**ASSIGNED TASK 1**.
List the ways, as named in the article on the CPS sexual offense guidelines, that people who know each other use to keep in touch.
**ASSIGNED TASK 2**.
Please continue the article on the CPS sexual offense guidelines from the point where it stops.

**DOCUMENT TEXT**.
────────────────────────────────────────
The new Crown Prosecution guidelines for prosecuting sexual offenses are a welcome and deeply needed attempt by the CPS to join the rest of us in 2020, where most of us are glued to the phones we use to conduct a large part of our social and romantic lives.
The guidelines focus in particular on the new landscape of online image sharing and dating apps, and they are sorely needed.
The numbers are, frankly, catastrophic – only 3% of rape claims result in a conviction. Survivors are not responsible for the sexual violence meted out to them, the perpetrator is.
However, our current justice system seems not fully on board with this fundamental principle.
It remains, in other words, incredibly difficult to prosecute rape successfully in the UK. Perpetrators are aware that the criminal justice system seldom punishes them and victims are learning that it equally seldom protects them.
But CPS’s failure to effectively prosecute rape is not because they got the tech and how “kids these days use it” wrong in the eight years since the last guideline review. It’s because they’ve gotten the core concept of consent wrong for a long time.
Ninety percent of rapes are committed by someone who knows the victim. Unsurprisingly, people who know each other tend to keep in touch, through text, email and phone. That can include sending intimate pictures and flirty text messages, an activity now so widespread it’s become the norm rather than the exception. Requiring victims of sexual assault to hand over their phones to the police, with their gigabytes of data, is not only a gross violation of victims’ privacy and that of their families and friends (quick, think of how much information on other people your phone holds), it doesn’t even yield much usable information for the prosecution. Having sent a naked selfie proves only that – that you’ve consented to sharing a naked selfie with one person, one time. That’s all anyone, including the CPS, could ever deduce from that piece of information.
Receiving an intimate picture doesn’t magically render someone incapable of rape, just like sending it doesn’t render someone unrapable. Not too long ago (until 2003) we similarly struggled with legally understanding that when a woman said “I do” it didn’t mean she said “I always will”. It used to be legal for men to rape their wives, too.
────────────────────────────────────────
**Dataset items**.
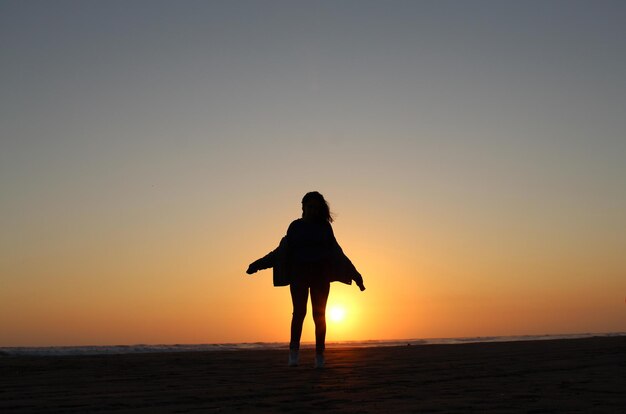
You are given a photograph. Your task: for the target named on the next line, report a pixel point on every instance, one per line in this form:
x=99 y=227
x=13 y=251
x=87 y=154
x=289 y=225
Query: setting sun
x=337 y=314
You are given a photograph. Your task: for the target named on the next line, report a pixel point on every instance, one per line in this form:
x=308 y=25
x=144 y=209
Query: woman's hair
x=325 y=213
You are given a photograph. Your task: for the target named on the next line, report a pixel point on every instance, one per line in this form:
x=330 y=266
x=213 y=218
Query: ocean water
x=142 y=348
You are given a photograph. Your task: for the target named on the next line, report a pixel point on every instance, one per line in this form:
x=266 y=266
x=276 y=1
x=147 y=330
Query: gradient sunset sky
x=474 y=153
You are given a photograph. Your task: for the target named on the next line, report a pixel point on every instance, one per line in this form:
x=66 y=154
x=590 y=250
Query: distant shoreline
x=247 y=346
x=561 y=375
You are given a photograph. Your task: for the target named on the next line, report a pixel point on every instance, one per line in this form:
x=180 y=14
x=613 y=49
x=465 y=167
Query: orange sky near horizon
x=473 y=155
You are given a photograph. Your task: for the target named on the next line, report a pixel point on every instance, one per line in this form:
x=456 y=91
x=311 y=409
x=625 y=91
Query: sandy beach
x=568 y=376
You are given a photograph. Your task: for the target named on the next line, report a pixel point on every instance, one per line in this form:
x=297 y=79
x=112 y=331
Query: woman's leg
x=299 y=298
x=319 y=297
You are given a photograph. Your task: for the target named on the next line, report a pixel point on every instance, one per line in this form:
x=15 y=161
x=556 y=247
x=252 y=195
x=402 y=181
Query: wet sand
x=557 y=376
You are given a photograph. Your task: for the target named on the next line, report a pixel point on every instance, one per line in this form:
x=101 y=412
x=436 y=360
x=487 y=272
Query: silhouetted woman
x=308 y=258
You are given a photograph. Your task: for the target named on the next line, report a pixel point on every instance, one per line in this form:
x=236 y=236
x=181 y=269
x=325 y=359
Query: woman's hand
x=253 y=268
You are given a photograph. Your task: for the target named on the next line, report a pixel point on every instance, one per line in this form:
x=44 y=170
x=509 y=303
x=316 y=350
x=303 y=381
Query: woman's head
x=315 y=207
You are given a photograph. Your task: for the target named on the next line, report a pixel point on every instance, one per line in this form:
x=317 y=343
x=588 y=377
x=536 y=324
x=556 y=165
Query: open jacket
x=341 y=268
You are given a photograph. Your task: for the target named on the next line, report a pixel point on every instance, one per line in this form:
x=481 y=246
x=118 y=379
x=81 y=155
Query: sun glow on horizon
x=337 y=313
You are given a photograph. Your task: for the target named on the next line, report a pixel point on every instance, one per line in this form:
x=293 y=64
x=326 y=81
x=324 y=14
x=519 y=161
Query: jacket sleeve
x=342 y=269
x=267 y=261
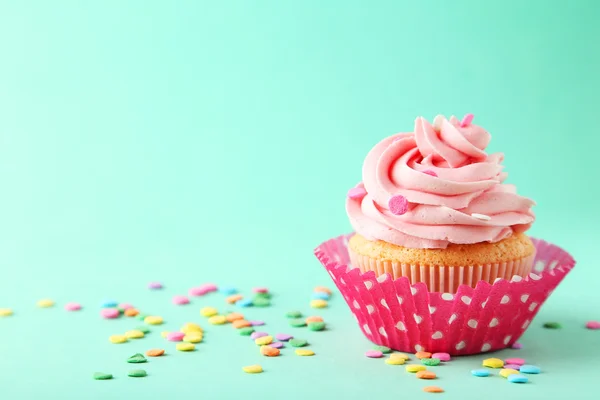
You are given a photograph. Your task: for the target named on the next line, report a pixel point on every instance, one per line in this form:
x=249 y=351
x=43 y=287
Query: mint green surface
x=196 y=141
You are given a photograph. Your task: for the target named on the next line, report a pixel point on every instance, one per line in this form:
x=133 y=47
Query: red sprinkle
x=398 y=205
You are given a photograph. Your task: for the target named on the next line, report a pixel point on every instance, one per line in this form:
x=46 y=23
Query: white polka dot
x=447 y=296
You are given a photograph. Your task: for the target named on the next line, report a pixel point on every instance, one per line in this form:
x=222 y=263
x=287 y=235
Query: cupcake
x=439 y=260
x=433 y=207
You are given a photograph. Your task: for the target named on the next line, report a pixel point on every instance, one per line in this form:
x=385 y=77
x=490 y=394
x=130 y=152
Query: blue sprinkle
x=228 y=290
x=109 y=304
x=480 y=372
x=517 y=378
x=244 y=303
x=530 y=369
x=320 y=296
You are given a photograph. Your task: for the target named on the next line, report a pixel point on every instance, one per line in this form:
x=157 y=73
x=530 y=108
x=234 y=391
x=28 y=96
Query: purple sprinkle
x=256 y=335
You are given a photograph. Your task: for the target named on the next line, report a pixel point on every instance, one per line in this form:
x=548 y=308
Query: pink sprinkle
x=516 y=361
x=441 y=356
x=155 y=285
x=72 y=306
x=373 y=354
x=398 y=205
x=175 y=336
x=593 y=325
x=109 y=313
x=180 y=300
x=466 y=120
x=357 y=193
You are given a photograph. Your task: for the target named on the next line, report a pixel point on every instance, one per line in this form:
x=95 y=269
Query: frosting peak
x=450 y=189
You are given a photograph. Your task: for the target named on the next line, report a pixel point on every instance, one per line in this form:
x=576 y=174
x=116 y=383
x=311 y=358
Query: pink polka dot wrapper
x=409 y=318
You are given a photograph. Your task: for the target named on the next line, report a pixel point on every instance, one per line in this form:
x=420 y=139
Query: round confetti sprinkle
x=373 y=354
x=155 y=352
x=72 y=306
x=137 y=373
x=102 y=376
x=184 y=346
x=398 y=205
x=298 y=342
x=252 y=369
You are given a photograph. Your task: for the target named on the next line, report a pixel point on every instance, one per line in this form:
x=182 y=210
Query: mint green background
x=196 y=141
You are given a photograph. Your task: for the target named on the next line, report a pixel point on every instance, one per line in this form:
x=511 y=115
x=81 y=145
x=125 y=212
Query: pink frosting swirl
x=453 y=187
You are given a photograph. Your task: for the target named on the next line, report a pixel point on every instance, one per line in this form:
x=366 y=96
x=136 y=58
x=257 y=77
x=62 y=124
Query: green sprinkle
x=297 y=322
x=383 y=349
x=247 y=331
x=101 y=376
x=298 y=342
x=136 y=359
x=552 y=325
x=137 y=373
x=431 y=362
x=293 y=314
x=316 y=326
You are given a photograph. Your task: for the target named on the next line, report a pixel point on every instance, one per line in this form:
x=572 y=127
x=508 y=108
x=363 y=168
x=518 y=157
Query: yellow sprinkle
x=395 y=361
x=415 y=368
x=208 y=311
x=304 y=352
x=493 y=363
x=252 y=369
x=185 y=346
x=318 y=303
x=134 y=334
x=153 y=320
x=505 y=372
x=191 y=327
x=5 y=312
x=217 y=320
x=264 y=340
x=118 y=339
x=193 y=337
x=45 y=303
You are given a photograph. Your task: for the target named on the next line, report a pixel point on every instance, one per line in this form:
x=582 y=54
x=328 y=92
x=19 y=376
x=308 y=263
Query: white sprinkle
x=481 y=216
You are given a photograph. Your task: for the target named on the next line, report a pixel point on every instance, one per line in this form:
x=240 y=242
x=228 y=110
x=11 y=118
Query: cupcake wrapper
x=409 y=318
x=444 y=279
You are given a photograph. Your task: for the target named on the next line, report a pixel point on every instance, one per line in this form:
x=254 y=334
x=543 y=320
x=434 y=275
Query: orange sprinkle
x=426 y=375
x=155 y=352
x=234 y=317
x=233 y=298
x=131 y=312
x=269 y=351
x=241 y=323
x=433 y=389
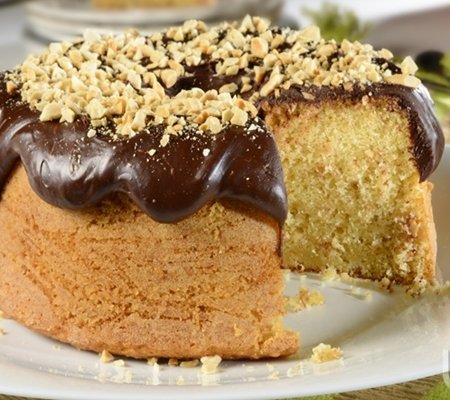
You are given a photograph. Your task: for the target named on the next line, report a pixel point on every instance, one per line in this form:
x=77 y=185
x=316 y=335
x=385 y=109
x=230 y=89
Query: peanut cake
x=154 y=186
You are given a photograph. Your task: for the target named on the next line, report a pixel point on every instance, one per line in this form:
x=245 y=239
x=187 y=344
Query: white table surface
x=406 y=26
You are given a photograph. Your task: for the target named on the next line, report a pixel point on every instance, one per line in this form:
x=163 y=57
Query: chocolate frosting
────────────────────────────────────────
**WRITTEN REPLY 1**.
text, email, phone

**WRITTEN REPLY 2**.
As someone who’s fought non-consensual image sharing right from the start, I couldn’t be happier to see that the new CPS guidelines state that sending an intimate picture isn’t a blanket consent to sex or anything else. The law does not see it necessary to make that explicit in other contexts. If I wire you five pounds I don’t give you permission to empty my bank account. If I invite you in for a cup of tea, I don’t invite you to raid my pantry or burn my house down. It’s time we applied the same simple principle of consent to sex.
While we’re at it, we could update our general assumptions about intimate pictures, consent and sharing. The Law Commission started its review of the so-called revenge porn legislation in June 2019, and we eagerly await its result. The current pandemic has only made it more needed, with the explosion of online based privacy violations. One change we are particular keen to see is that victims of non-consensual image-sharing are granted the same automatic anonymity as victims of sexual assault. As it stands, too often our clients often don’t experience much understanding from the police when they come to them with complaints of non-consensual picture sharing and online harassment. Too many are met with either ignorance about the current law and/or the technology involved or an attitude of “Well, why did you send it in the first place then?”. All are tremendously damaging to victims, and one reason why we see an increase in civil cases in this area.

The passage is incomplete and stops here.